Work to do
Turn every line of the records below into a numbered list, leaving out any blank lines and keeping all pictures out of your answer.
--- begin ---
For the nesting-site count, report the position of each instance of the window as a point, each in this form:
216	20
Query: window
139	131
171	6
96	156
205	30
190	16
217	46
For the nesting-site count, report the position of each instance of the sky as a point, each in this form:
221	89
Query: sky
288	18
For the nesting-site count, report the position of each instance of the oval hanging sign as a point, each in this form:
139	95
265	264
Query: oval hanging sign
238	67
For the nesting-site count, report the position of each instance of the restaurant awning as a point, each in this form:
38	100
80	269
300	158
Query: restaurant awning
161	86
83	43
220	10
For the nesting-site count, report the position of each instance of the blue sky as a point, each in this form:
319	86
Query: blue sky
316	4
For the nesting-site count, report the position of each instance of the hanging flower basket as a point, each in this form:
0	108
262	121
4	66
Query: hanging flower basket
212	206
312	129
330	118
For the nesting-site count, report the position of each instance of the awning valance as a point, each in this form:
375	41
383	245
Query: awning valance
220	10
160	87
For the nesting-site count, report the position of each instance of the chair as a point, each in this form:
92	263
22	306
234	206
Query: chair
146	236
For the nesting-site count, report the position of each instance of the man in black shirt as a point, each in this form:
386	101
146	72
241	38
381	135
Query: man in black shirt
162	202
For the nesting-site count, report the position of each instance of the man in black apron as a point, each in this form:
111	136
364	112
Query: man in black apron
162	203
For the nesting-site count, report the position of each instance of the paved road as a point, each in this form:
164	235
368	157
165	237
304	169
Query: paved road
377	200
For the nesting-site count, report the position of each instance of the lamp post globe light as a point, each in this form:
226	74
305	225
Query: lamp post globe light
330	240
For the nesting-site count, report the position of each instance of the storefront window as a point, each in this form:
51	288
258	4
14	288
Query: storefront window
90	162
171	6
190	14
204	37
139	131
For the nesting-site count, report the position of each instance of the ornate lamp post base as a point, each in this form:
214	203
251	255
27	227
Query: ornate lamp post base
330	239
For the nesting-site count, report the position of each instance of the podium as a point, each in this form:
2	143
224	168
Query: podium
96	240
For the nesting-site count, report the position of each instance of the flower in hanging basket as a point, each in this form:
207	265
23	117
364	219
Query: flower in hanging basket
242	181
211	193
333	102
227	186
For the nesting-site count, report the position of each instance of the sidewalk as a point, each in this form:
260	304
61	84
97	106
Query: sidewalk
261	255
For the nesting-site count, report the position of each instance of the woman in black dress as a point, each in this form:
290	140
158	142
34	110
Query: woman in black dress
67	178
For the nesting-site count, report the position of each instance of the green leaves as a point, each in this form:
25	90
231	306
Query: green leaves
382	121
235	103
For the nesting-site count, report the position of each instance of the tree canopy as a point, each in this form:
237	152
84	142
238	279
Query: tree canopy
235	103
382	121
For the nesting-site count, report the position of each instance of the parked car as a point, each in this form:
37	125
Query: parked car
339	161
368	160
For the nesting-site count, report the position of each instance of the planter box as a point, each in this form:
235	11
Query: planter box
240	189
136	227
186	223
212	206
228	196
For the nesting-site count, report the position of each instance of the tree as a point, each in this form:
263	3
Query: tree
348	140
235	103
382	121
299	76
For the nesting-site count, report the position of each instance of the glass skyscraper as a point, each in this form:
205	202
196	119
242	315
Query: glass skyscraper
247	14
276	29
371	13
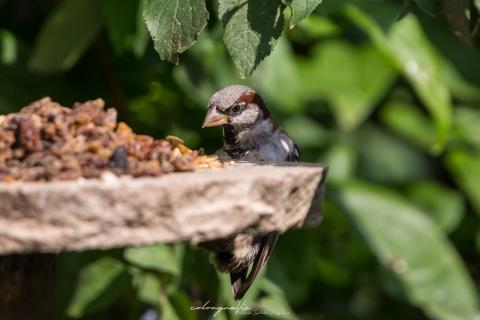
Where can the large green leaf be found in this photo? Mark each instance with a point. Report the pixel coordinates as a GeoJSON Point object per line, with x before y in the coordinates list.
{"type": "Point", "coordinates": [275, 304]}
{"type": "Point", "coordinates": [388, 160]}
{"type": "Point", "coordinates": [160, 258]}
{"type": "Point", "coordinates": [408, 48]}
{"type": "Point", "coordinates": [66, 34]}
{"type": "Point", "coordinates": [174, 25]}
{"type": "Point", "coordinates": [465, 169]}
{"type": "Point", "coordinates": [251, 30]}
{"type": "Point", "coordinates": [456, 13]}
{"type": "Point", "coordinates": [270, 80]}
{"type": "Point", "coordinates": [444, 206]}
{"type": "Point", "coordinates": [466, 125]}
{"type": "Point", "coordinates": [149, 288]}
{"type": "Point", "coordinates": [8, 47]}
{"type": "Point", "coordinates": [341, 159]}
{"type": "Point", "coordinates": [432, 7]}
{"type": "Point", "coordinates": [120, 22]}
{"type": "Point", "coordinates": [100, 284]}
{"type": "Point", "coordinates": [301, 9]}
{"type": "Point", "coordinates": [408, 120]}
{"type": "Point", "coordinates": [412, 247]}
{"type": "Point", "coordinates": [423, 68]}
{"type": "Point", "coordinates": [352, 79]}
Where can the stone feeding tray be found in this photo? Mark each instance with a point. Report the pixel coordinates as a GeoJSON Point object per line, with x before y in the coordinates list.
{"type": "Point", "coordinates": [194, 206]}
{"type": "Point", "coordinates": [38, 219]}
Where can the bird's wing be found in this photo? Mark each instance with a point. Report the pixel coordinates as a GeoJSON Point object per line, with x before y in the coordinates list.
{"type": "Point", "coordinates": [295, 155]}
{"type": "Point", "coordinates": [240, 283]}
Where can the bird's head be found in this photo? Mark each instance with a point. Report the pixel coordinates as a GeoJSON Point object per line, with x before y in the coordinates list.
{"type": "Point", "coordinates": [235, 105]}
--- end ---
Response to the exercise
1. For the nesting-site count, report the position of each instance of the window as a point, each in this form:
2. 216	20
3. Query: window
4. 139	131
5. 171	6
6. 96	156
7. 205	30
8. 190	16
9. 217	46
10. For the nesting-site count, report the position of each instance of the sky as a point, each in this form:
11. 221	89
12. Query: sky
13. 288	18
14. For the nesting-site count, report the position of each instance of the oval hanging sign as a point, each in this form:
15. 139	95
16. 265	264
17. Query: oval hanging sign
18. 238	67
19. For the nesting-site count, report the position of each instance of the restaurant awning as a point, each in this form:
20. 38	100
21. 80	269
22. 300	158
23. Query: restaurant awning
24. 161	86
25. 83	43
26. 220	10
27. For the nesting-site count, report the position of each instance of the blue sky as a point, each in this form:
28. 319	86
29. Query: blue sky
30. 316	4
31. For the nesting-site count, report the position of each instance of the hanging flower basket as a point, each in this form:
32. 0	108
33. 262	121
34. 4	66
35. Query: hanging flower basket
36. 212	206
37. 312	129
38. 330	118
39. For the nesting-site count, report the position of each instance of the awning valance as a point, each in this form:
40. 375	41
41. 383	245
42. Query: awning valance
43. 220	10
44. 160	87
45. For the nesting-site count, report the position of each instance of the chair as a point, each in this form:
46. 92	263
47. 22	306
48. 234	206
49. Query: chair
50. 146	236
51. For the nesting-site count, report the position of each instance of the man in black shirt as a point, each in this form:
52. 386	101
53. 146	72
54. 241	38
55. 381	135
56. Query: man in black shirt
57. 162	202
58. For the nesting-site count, report the position of each instance of the man in black apron as a point, each in this form:
59. 111	136
60. 364	112
61. Query: man in black apron
62. 162	203
63. For the nesting-site count, report the position of each instance of the paved road as a point, each in this form:
64. 164	235
65. 368	157
66. 165	237
67. 304	169
68. Query: paved road
69. 377	200
70. For the nesting-site count, report the position of each instance of the lamp post globe light as a point, each in this form:
71. 226	74
72. 305	225
73. Query: lamp post globe light
74. 330	240
75. For the nesting-site count, report the position of each instance of the storefront window as a point, each in this form:
76. 51	288
77. 258	4
78. 14	288
79. Query: storefront window
80. 90	162
81. 171	6
82. 190	14
83. 204	37
84. 139	131
85. For the nesting-site count, report the position of each instance of the ornate lamp post base as a point, each in this form:
86. 214	203
87. 251	255
88. 27	227
89. Query: ornate lamp post base
90. 330	239
91. For the nesting-site count, report the position of each instance of the podium as a point, each in this form:
92. 2	143
93. 224	168
94. Query: podium
95. 96	240
96. For the nesting-site count, report the position of each instance of the flower in hanging basket as a point, each in this form:
97. 207	265
98. 23	117
99. 364	219
100. Query: flower in hanging basket
101. 242	181
102. 211	193
103. 333	102
104. 227	186
105. For the nesting-site count, report the position of each instance of the sidewalk as a point, each in this form:
106. 260	304
107. 61	84
108. 97	106
109. Query: sidewalk
110. 261	255
111. For the nesting-site count, report the position of each instance of the woman in black dress as a point, each in this form:
112. 290	140
113. 158	142
114. 34	110
115. Query: woman in black dress
116. 67	178
117. For the nesting-site count, report the position of each instance of the green leaves as a point, each in this form:
118. 25	90
119. 231	306
120. Query: green leaves
121. 382	121
122. 235	103
123. For the nesting-site count, report the position of each instance of the tree canopy as a point, each in this form:
124. 237	152
125. 84	142
126. 238	279
127. Query: tree canopy
128. 235	103
129. 382	121
130. For the nesting-site count, report the position of each instance of the parked car as a point, each in this form:
131. 37	125
132. Query: parked car
133. 339	161
134. 368	160
135. For the nesting-site count, report the position of each instance of the planter box as a point, each in this form:
136. 235	11
137. Query: planter box
138. 240	189
139. 136	227
140. 186	223
141. 212	206
142. 228	196
143. For the nesting-site count, report the position of each instance of the tree as a point, each in this form:
144. 263	3
145. Query: tree
146. 348	140
147. 235	103
148. 382	121
149. 299	76
150. For the nesting-site count, report the position of each instance of the glass skyscraper as a point, each in this form:
151. 205	202
152. 196	119
153. 242	315
154. Query: glass skyscraper
155. 247	14
156. 276	29
157. 371	13
158. Where can the large green leaf be found in this photo? Mark each instance with a point. Report the pixel coordinates as a GeoJSON Point object per line, with x before y in the coordinates list.
159. {"type": "Point", "coordinates": [275, 304]}
160. {"type": "Point", "coordinates": [388, 160]}
161. {"type": "Point", "coordinates": [160, 258]}
162. {"type": "Point", "coordinates": [408, 48]}
163. {"type": "Point", "coordinates": [66, 34]}
164. {"type": "Point", "coordinates": [174, 25]}
165. {"type": "Point", "coordinates": [465, 169]}
166. {"type": "Point", "coordinates": [251, 30]}
167. {"type": "Point", "coordinates": [456, 13]}
168. {"type": "Point", "coordinates": [270, 80]}
169. {"type": "Point", "coordinates": [444, 206]}
170. {"type": "Point", "coordinates": [466, 125]}
171. {"type": "Point", "coordinates": [149, 288]}
172. {"type": "Point", "coordinates": [8, 47]}
173. {"type": "Point", "coordinates": [341, 159]}
174. {"type": "Point", "coordinates": [432, 7]}
175. {"type": "Point", "coordinates": [120, 22]}
176. {"type": "Point", "coordinates": [100, 284]}
177. {"type": "Point", "coordinates": [301, 9]}
178. {"type": "Point", "coordinates": [408, 120]}
179. {"type": "Point", "coordinates": [412, 247]}
180. {"type": "Point", "coordinates": [423, 68]}
181. {"type": "Point", "coordinates": [352, 79]}
182. Where can the stone feeding tray be found in this photo? Mark each instance with a point. Report the pixel coordinates as a GeoJSON Point object per line, with x before y in the coordinates list.
183. {"type": "Point", "coordinates": [194, 206]}
184. {"type": "Point", "coordinates": [38, 219]}
185. Where can the bird's wing be found in this photo? Mark each instance with a point. Report the pixel coordinates as a GeoJSON Point object per line, with x before y in the coordinates list.
186. {"type": "Point", "coordinates": [295, 155]}
187. {"type": "Point", "coordinates": [240, 283]}
188. Where can the bird's head be found in this photo? Mark each instance with a point. Report the pixel coordinates as a GeoJSON Point object per line, with x before y in the coordinates list.
189. {"type": "Point", "coordinates": [235, 105]}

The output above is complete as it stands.